> [STUDY TEXT]

Kennedy said she never pushed her daughter to make a career at the park, but she didn’t discourage her, either, because the conservation work they’re doing is so significant.
“I’d like to believe I had some influence in that I loved my life and tried to be a good role model,” Kennedy said. “I think passion is contagious. If you’re around other people and you’re passionate about what you do, it rubs off.”
After starting out in the campers program, Garagarza worked as a walking tour guide, then she worked in the children’s petting kraal. In 2004, she was promoted to a zookeeper position at the Lion Camp exhibition. In 2007, she moved to the Village area with gorillas, bonobos, wild pigs and hoofed animals.
Then she worked for a few years in the South African area of the large field enclosure, which is home to rhinos, gemsbok, sable antelopes and more. In January, she transferred to the staging ground for the Australian Walkabout exhibit that will open next year. She’s helping set up an animal quarantine area for animals that will populate the new exhibit, including five female Bennett’s wallabies that arrived three weeks ago from a zoo in Chicago.

> [SOURCE MATERIAL]
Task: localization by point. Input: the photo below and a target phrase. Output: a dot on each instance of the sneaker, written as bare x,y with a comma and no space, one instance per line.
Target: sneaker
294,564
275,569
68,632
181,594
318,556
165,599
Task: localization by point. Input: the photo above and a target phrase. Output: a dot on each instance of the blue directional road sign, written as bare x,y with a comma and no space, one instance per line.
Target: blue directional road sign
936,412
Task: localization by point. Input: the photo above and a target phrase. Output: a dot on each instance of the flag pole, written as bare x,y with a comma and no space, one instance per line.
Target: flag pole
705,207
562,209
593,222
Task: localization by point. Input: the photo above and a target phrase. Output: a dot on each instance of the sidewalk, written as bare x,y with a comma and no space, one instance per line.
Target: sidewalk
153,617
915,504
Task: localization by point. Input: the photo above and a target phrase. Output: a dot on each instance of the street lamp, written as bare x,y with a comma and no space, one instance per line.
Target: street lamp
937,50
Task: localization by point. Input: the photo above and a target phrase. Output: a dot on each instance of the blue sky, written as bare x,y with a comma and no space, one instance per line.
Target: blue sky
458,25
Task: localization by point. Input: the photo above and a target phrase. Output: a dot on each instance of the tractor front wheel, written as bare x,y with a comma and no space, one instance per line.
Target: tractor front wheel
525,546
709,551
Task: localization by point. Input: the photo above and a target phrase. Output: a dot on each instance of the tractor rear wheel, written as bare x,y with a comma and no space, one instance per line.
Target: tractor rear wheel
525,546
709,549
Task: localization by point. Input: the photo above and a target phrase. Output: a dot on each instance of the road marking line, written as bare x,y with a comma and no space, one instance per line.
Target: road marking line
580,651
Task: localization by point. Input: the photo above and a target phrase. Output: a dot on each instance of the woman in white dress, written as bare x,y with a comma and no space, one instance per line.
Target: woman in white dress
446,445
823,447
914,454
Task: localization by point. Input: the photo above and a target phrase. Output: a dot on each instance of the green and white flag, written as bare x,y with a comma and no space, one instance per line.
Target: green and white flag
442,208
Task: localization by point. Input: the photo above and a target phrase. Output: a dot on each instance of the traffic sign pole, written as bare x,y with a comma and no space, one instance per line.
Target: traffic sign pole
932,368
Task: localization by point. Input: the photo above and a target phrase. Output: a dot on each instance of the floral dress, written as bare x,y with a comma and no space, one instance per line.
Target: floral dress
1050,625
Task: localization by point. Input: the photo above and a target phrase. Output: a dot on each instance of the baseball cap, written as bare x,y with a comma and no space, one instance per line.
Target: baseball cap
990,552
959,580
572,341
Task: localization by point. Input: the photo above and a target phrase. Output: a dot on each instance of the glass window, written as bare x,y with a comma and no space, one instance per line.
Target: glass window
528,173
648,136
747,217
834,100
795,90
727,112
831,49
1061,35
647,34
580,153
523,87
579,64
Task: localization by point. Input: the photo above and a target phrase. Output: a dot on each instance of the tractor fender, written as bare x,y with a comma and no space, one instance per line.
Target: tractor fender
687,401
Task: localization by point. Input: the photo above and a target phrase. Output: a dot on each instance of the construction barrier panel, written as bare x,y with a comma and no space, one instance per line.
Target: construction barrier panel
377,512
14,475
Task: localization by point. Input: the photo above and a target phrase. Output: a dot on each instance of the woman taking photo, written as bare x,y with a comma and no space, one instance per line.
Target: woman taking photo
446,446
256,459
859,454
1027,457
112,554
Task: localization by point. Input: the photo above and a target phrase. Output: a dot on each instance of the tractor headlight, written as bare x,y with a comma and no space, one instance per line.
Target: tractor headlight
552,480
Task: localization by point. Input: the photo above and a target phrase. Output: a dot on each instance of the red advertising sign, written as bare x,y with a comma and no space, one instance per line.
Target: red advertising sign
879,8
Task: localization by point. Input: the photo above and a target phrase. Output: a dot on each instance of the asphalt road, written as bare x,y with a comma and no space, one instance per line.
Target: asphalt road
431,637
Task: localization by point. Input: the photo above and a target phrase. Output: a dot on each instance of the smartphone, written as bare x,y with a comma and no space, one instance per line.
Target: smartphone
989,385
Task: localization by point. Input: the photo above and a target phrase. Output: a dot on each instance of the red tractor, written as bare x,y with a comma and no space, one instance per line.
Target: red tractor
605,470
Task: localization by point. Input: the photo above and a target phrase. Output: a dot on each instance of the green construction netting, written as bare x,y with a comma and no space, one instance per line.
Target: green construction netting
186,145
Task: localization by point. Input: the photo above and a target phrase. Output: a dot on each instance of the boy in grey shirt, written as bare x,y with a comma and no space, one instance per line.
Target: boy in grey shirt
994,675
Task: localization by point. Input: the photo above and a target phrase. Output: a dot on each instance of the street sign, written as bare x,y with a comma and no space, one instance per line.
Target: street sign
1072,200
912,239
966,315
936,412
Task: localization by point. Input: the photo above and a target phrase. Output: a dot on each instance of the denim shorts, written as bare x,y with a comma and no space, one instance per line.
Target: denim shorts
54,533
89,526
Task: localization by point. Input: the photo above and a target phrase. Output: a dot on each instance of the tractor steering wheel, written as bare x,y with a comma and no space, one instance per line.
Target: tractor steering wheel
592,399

> [THINGS TO DO]
A. In the text about Garagarza's park career, which animals does the Village area hold?
B. Translate this sentence from the text about Garagarza's park career into French: "In 2004, she was promoted to a zookeeper position at the Lion Camp exhibition."
C. Resume the text about Garagarza's park career after its final sentence.

> [RESULTS FOR EACH TASK]
A. Gorillas, bonobos, wild pigs and hoofed animals.

B. En 2004, elle a été promue à un poste de soigneuse à l'exposition Lion Camp.

C.
Kennedy transferred out of the South African field area last year to move to the park’s cheetah breeding center. Because mother and daughter work with different species from different parts of the world, they carefully avoid close contact during work hours to avoid cross-contaminating the animals with foreign germs.
In all their years at the park together, Kennedy said her favorite and most poignant memory with her daughter was in 2015 when they both worked in the South Africa field area. Kennedy, who is the president of the International Rhino Keepers Association, has dedicated years of care to the park’s population of endangered rhinoceros species, including eastern black and southern white rhinos. She was also lead keeper for Nola, a 41-year-old female, who was one of just four Northern white rhinos left in the world.
By early November 2015, Nola was suffering from a bacterial infection and age-related health issues and park medical staff knew she was dying. In Nola’s final days, Kennedy and her fellow keepers were on 24-hour watch with Nola. After weeks of overnight shifts, she was mentally and physically exhausted. So on Nov. 21, Garagarza insisted on taking Kennedy’s midnight shift so she could get some sleep. Around 1:30 a.m., Nola began to struggle and park medical staff made the decision to euthanize her.
Kennedy was sad she wasn’t there to say goodbye to Nola, but in retrospect she’s grateful her daughter stepped in. She believes that she and Nola were holding on for each other and by going home that night at her daughter’s insistence, they were both able to let go.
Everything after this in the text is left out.